### Task instructions:
Retype every entry in its entirety, without alteration.

### Data entries:
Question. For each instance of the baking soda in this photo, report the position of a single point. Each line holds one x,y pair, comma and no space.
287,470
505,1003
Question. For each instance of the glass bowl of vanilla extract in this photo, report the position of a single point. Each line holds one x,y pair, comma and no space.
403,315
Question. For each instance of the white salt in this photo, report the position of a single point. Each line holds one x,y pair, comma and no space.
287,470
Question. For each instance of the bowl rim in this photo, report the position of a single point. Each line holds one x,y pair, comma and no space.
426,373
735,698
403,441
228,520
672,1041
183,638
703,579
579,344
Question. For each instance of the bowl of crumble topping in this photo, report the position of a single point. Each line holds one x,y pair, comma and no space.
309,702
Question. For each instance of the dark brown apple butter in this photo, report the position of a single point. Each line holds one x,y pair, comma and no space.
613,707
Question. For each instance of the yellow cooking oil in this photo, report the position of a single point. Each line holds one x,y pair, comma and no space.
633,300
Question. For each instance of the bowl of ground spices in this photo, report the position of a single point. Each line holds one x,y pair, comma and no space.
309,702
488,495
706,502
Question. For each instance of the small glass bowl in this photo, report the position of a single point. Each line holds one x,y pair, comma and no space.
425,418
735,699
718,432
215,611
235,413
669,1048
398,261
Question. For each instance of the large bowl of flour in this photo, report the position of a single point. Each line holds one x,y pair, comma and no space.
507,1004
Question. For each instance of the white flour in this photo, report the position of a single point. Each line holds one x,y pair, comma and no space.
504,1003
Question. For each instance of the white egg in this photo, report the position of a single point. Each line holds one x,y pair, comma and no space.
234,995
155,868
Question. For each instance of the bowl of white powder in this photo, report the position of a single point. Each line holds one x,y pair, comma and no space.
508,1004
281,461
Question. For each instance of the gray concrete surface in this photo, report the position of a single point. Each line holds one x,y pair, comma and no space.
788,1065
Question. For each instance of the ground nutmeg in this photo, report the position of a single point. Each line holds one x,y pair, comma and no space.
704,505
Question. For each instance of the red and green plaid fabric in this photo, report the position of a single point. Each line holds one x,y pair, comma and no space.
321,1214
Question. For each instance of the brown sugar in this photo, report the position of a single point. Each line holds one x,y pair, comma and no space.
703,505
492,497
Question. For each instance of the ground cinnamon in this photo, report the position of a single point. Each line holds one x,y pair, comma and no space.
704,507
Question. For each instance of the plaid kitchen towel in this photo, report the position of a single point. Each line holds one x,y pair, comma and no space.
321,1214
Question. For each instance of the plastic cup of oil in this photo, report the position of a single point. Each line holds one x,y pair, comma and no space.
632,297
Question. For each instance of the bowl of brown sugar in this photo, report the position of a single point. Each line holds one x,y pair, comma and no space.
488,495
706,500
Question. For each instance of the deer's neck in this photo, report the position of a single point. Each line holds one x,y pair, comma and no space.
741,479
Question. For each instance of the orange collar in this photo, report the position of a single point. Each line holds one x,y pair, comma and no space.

### Task response:
Question. For each instance of the baking soda in this photo, report the position of a single point. Each line holds one x,y pair, comma and no space.
287,470
505,1003
Question. For each instance of the glass bowl of vanilla extract in this photo, report the position of a single point. Each line holds one x,y pair, comma and no space.
403,315
Question. For each instance of the white salt in this photo, report the position of a single point. Each line holds one x,y pair, comma and no space.
287,470
Question. For each instance of the bowl rim in this photo, report the position of a single point. Each line holds one x,y pair, comma and no space.
426,373
735,698
403,441
228,520
672,1041
183,638
703,579
579,344
Question. For each instance of the bowl of crumble topping in this photo, report the position of a single point. Each line holds one x,y pair, comma and no space.
309,702
Question. For each instance of the dark brown apple butter in this photo, report the position of a single point. Each line holds one x,y pair, comma and no space.
613,707
Question. For each instance of the yellow cooking oil in this photo, report the position of a single point. Each line holds one x,y pair, comma and no space.
633,300
Question. For each instance of the bowl of ground spices in this photo, report the position of a single point. Each line holds one x,y pair, comma and no space.
309,702
488,495
706,502
Question. For each instance of the small glass bowl in this photo, report the position of a single point. Each line holds one x,y pair, comma and no space.
425,418
735,699
718,432
215,611
235,413
669,1048
398,261
Question. For each instance of the large bowl of flour in this photo, report the position of a single point. Each line holds one x,y pair, comma and no space.
507,1004
Question. For each instance of the white flour in this photo, report the position of a single point. Each line holds one x,y pair, comma and no space.
504,1003
Question. For each instance of the white egg in this photo, report the position of a single point. Each line holds one x,y pair, comma and no space.
234,995
155,868
Question. For each instance of the bowl of white powder in this photo, report the position of a single point. Each line holds one x,y pair, comma and no space.
508,1004
281,461
Question. For each instance of the gray concrete surface in this photo, report the position of a single point. Each line holds one x,y pair, comma and no space.
788,1065
Question. For each instance of the ground nutmeg in this photo, report the position of a single point. Each line holds one x,y pair, comma and no space.
704,505
Question. For each instance of the red and green plaid fabric in this photo, report the position of a single point. Each line holds one x,y pair, comma and no space.
321,1214
Question. For each instance of the brown sugar in this photo, report the position of a single point. Each line holds one x,y pair, comma and no space.
703,505
492,497
Question. For each instance of the ground cinnamon in this photo, report the position of a single point. Each line holds one x,y pair, comma and no space.
704,507
Question. For each instance of the plaid kitchen towel in this photo, report the position of a single point. Each line holds one x,y pair, comma and no space.
321,1214
Question. For each instance of the plastic cup of oil in this photo, report the position of a single point. Each line holds one x,y pair, comma and no space.
632,297
Question. For each instance of the bowl of brown sugar in this photo, report the position of a single point. Each line holds one x,y pair, comma and no space.
488,495
706,500
Question. For each instance of the deer's neck in this photo, report the position of a single point. Each line holds one x,y pair, comma and no space.
741,479
Question. For each instance of the orange collar in this photo, report the position of a single point. Each line holds one x,y pair, comma and no space.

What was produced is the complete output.